* [DIRECTIVE] Count the lines in the items below that contain the string "washer", and reply with that number only.

=-=-=-=-=

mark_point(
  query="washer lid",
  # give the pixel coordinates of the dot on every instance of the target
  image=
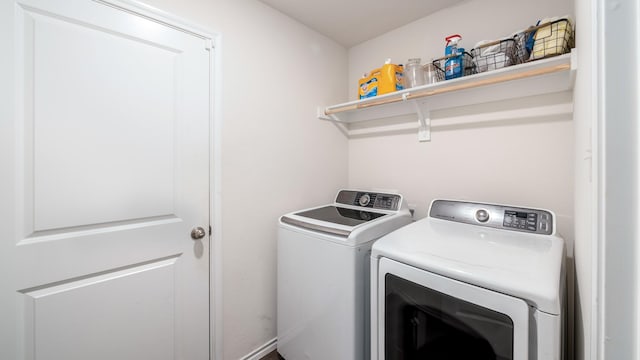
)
(340, 215)
(528, 266)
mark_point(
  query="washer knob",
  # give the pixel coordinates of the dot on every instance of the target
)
(482, 215)
(364, 200)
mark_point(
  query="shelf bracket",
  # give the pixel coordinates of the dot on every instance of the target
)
(424, 121)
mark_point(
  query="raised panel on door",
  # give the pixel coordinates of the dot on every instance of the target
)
(111, 166)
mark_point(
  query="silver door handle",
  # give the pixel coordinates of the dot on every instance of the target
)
(198, 233)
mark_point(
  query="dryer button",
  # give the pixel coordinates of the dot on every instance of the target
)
(482, 215)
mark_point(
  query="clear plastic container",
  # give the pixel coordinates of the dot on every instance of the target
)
(413, 73)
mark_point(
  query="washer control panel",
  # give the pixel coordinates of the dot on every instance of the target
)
(496, 216)
(371, 200)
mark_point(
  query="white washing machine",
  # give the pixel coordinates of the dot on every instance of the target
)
(323, 274)
(470, 281)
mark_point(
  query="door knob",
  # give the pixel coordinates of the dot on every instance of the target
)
(198, 233)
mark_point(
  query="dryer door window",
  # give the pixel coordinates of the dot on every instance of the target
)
(422, 323)
(422, 315)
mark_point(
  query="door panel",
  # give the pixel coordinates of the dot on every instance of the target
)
(73, 319)
(89, 166)
(109, 161)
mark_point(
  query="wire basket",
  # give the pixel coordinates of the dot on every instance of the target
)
(468, 67)
(495, 55)
(545, 40)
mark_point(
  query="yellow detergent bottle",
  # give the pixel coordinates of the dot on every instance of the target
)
(380, 81)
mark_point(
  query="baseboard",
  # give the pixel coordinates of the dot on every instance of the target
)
(262, 351)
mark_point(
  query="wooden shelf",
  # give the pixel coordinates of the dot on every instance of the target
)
(544, 76)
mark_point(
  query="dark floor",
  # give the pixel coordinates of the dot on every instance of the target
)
(271, 356)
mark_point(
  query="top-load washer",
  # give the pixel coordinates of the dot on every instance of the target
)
(470, 281)
(323, 274)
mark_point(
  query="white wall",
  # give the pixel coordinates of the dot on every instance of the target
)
(276, 156)
(585, 205)
(619, 179)
(526, 161)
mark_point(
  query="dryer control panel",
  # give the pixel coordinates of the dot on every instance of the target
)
(496, 216)
(371, 200)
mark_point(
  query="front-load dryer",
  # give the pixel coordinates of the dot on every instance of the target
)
(470, 281)
(323, 274)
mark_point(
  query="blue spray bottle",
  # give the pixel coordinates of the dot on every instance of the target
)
(453, 65)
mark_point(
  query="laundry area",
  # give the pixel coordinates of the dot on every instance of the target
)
(319, 180)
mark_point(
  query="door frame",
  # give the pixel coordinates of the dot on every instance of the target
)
(215, 163)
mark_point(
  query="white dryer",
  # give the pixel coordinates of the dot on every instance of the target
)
(323, 274)
(470, 281)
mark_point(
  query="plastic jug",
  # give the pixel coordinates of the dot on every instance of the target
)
(453, 65)
(380, 81)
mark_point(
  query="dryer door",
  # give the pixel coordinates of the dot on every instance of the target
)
(427, 316)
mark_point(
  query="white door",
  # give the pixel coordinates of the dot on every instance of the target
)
(104, 163)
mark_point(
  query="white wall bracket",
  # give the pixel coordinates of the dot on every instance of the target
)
(424, 121)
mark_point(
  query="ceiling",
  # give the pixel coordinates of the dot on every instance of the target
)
(350, 22)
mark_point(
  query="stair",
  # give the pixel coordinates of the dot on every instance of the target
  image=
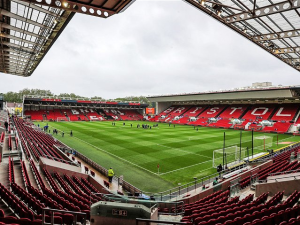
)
(244, 113)
(272, 114)
(19, 176)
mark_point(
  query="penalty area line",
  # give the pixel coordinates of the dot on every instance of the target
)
(184, 151)
(116, 156)
(186, 167)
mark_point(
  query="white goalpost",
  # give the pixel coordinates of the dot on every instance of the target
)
(233, 154)
(263, 142)
(60, 119)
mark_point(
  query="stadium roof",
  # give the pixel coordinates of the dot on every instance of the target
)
(30, 27)
(272, 25)
(287, 94)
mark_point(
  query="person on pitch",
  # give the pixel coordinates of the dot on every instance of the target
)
(110, 174)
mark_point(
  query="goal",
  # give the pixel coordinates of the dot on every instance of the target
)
(233, 154)
(263, 142)
(59, 119)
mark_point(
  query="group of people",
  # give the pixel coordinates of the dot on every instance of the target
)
(146, 126)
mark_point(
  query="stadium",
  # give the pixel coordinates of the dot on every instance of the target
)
(200, 158)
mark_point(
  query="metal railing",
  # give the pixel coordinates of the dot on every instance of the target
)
(52, 211)
(149, 221)
(181, 191)
(284, 172)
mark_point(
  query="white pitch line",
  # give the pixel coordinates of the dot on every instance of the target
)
(115, 156)
(184, 151)
(186, 167)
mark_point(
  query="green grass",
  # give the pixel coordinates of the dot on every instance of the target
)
(181, 151)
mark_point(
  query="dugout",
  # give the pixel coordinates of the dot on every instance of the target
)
(116, 213)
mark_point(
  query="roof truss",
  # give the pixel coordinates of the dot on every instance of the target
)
(272, 25)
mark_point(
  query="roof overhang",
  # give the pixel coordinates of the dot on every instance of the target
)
(29, 28)
(272, 25)
(287, 94)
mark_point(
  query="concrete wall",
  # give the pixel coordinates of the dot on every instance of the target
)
(225, 184)
(288, 186)
(61, 168)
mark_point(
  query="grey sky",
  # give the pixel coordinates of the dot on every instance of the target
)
(154, 47)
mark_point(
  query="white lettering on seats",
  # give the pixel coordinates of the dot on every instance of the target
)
(259, 114)
(197, 108)
(213, 110)
(280, 111)
(234, 109)
(179, 109)
(74, 112)
(169, 110)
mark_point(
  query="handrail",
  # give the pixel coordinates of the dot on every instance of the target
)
(149, 221)
(284, 172)
(279, 178)
(52, 211)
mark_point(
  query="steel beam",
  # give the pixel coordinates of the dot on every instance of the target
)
(287, 50)
(279, 35)
(19, 39)
(10, 27)
(15, 16)
(38, 8)
(76, 7)
(18, 47)
(263, 11)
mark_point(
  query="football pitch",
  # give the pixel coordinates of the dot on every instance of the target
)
(181, 152)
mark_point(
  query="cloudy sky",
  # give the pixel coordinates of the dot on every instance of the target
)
(154, 47)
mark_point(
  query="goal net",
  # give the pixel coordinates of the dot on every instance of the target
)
(60, 119)
(263, 142)
(233, 154)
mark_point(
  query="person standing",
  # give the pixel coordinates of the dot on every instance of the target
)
(110, 174)
(6, 125)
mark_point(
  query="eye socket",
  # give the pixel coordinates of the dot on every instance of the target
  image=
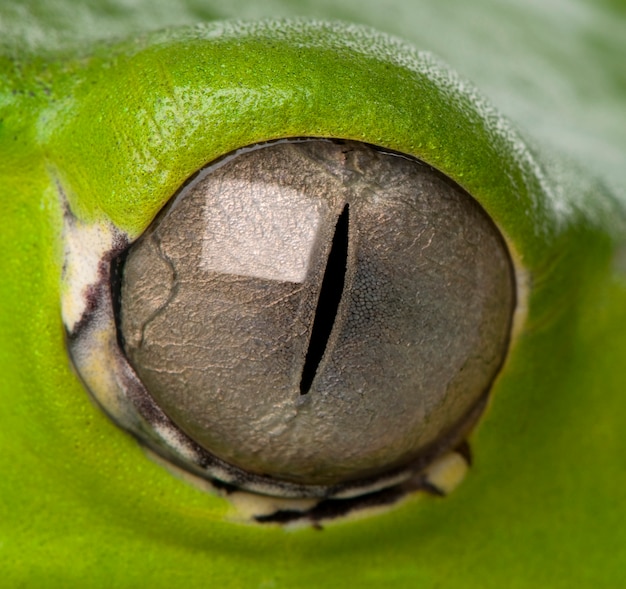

=-=-=-=-=

* [FINISHED EXERCISE] 4